A. V. “Punch” Dowling was a beekeeper and “honey man” in Valdosta during the 1900s. He owned and operated Valdosta Honey Company for many years. He was a boxer in his earlier years, when that sport was popular here and around the country in the 1920’s and 30s – before baseball got a foothold. He boxed for fun, and for a little money, and maybe for the girls. He must’ve been pretty good too, because everybody called him Punch, and it stuck.

He was also a raconteur. And parts of some of his stories were actually true. He might not’ve had the fame of Valdosta’s best-ever storyteller Ellis Clary, but he was just as good as telling tales, tall and otherwise.

I called him Mr. Dowling. That’s what skinny little 13-year old, junior high school kids like me back then called their bosses – especially one who was about 72 years old at the time and still tough and hard as nails. All of my friends had parents like mine who wanted their kids to learn the value of hard work as youngsters, even at 12 or 13 years old. And, they wanted us outdoors, because it was good for our bodies and our minds – an attitude sorely lacking with today’s generations of young ‘uns and their parents. Each of us learned it in different ways. Some worked in the hot tobacco fields, others in construction, and others mowing yards. I learned about hard work in the bee and honey business.

○ ○ ○ ○ ○ ○ ○

### Written request A
Answer these questions from the passage about Punch Dowling:
(i) What business did Dowling own and operate for many years?
(ii) Who does the passage name as Valdosta's best-ever storyteller?
(iii) About how old was Dowling when the writer worked for him?
### Written request B
Carry on the passage about Punch Dowling, starting right after its final sentence.

○ ○ ○ ○ ○ ○ ○

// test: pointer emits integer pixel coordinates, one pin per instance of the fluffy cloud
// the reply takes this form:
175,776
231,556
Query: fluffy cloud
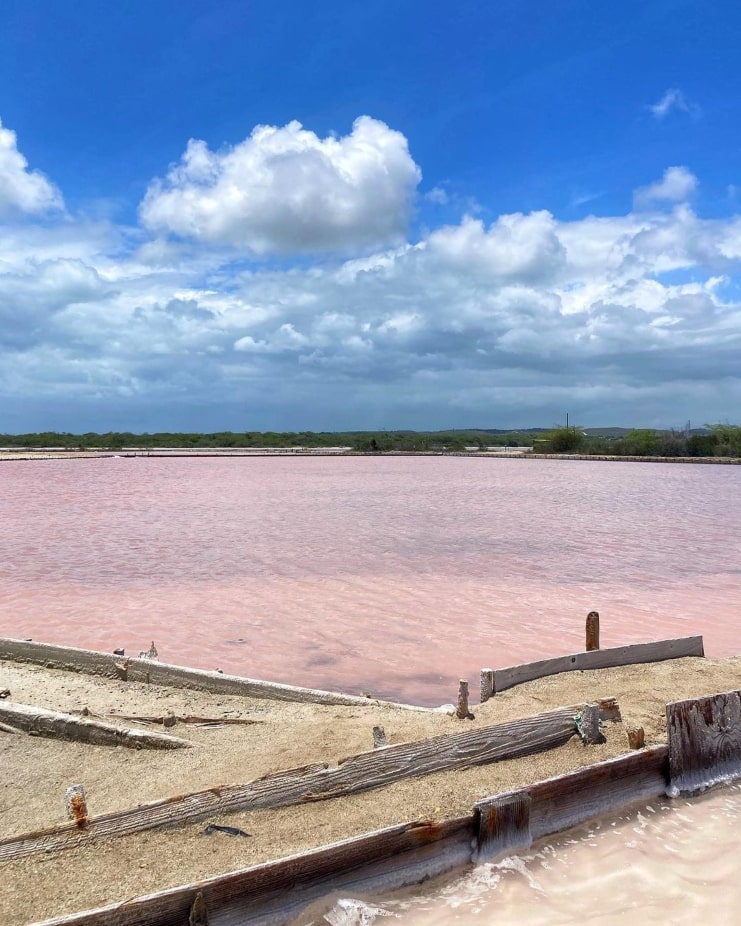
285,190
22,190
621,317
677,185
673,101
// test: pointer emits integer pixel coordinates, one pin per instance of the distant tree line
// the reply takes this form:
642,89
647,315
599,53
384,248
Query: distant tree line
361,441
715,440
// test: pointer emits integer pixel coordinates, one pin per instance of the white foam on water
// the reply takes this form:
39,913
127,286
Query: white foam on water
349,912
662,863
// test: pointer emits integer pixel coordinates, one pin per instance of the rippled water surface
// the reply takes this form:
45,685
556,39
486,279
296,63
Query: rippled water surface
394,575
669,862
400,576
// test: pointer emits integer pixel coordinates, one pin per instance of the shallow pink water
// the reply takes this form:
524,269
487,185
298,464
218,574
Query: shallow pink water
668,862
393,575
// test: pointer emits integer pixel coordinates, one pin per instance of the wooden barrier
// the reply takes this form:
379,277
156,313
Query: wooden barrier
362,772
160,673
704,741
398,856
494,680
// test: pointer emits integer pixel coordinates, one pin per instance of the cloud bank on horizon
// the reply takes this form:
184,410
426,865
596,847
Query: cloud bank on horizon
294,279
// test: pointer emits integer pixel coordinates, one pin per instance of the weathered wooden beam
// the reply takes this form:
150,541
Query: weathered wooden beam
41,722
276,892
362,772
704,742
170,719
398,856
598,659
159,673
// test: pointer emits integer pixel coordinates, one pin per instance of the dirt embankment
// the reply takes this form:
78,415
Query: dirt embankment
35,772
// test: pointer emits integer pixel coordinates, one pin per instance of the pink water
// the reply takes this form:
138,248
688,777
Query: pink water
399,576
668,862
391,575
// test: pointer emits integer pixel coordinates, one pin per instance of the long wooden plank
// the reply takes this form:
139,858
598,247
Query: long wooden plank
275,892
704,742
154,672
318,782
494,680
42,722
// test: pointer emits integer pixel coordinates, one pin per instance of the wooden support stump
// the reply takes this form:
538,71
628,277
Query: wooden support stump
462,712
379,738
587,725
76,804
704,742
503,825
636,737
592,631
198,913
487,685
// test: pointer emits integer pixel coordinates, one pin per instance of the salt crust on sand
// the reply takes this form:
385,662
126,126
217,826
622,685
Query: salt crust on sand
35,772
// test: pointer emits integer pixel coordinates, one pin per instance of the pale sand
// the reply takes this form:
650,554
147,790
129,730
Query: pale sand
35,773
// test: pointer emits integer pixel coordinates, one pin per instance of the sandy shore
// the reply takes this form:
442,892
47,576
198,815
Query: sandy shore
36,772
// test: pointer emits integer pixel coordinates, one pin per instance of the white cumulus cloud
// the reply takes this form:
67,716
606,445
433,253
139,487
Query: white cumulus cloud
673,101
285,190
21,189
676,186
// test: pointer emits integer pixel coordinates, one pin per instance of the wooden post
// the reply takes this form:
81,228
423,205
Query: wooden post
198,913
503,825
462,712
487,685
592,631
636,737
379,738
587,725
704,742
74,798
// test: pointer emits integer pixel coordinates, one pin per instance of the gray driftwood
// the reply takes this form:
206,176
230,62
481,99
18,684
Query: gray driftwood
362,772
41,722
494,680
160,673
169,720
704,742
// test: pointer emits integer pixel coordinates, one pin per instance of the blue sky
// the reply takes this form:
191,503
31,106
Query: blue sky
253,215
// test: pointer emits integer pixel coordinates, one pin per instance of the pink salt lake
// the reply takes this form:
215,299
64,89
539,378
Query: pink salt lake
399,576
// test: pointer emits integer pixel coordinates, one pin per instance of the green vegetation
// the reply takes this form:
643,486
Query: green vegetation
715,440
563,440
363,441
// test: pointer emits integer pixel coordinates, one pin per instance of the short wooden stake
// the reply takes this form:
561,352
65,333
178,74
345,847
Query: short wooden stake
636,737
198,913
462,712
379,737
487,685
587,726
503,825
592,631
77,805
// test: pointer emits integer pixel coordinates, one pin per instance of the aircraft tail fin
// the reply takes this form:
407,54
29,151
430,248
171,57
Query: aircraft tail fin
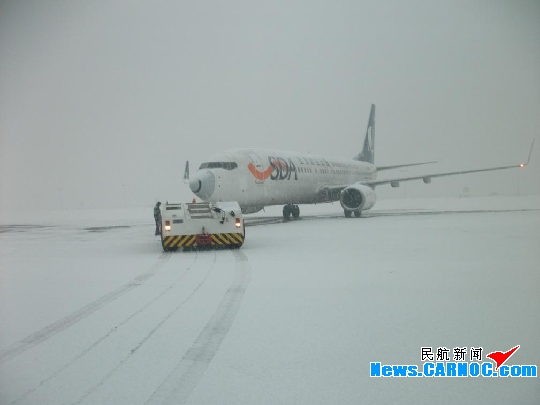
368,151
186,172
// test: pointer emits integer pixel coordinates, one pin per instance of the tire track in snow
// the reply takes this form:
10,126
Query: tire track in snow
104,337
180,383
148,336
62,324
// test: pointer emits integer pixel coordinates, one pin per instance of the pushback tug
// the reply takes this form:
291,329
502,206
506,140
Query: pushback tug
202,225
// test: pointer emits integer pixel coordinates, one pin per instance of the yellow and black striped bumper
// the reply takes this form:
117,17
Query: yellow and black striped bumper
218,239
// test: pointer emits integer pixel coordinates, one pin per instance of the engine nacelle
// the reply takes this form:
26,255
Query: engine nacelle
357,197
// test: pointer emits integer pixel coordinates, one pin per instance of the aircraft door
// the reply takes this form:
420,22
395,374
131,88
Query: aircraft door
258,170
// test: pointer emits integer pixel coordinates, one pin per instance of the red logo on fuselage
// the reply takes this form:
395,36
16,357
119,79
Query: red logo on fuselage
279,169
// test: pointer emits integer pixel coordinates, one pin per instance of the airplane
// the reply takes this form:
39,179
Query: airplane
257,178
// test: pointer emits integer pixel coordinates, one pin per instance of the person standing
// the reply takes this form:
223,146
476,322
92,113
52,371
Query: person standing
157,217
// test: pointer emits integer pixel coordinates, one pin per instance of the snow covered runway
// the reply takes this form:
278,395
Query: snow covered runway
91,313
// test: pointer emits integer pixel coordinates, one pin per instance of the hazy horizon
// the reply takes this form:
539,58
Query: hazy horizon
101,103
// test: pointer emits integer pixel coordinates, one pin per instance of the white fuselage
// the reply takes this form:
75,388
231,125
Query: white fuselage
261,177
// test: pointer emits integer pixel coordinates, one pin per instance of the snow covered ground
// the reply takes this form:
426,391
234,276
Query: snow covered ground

○ ○ ○ ○ ○ ○ ○

### Final result A
(i) Valdosta Honey Company
(ii) Ellis Clary
(iii) About 72 years old

### Final result B
Get the picture: Middle of summer, 1970. Deep in the woods of the very-isolated sections of east Lowndes and west Echols counties. Wiregrass country, sandy loam, Palmetto bushes. Towering pines, thick hardwoods, and cypress swamps. Ninety-five degrees, humidity off the charts. Thousands of mad honeybees buzzing all around you. They’re ready to sting and repel the invaders who’ve upset their serene, routine workday.

But you can’t swat ‘em, cause it only makes ‘em madder. And you can’t run, ‘cause they’re faster than you. Besides, you might run into something worse – like a mad Mama bear, a gnarly boar hog, or a hissing rattlesnake waiting in an old gopher tortoise hole. Or even worse, a stinkin’ polecat (aka skunk), ready to spray its rancid mist on any encroaching varmints, human or otherwise.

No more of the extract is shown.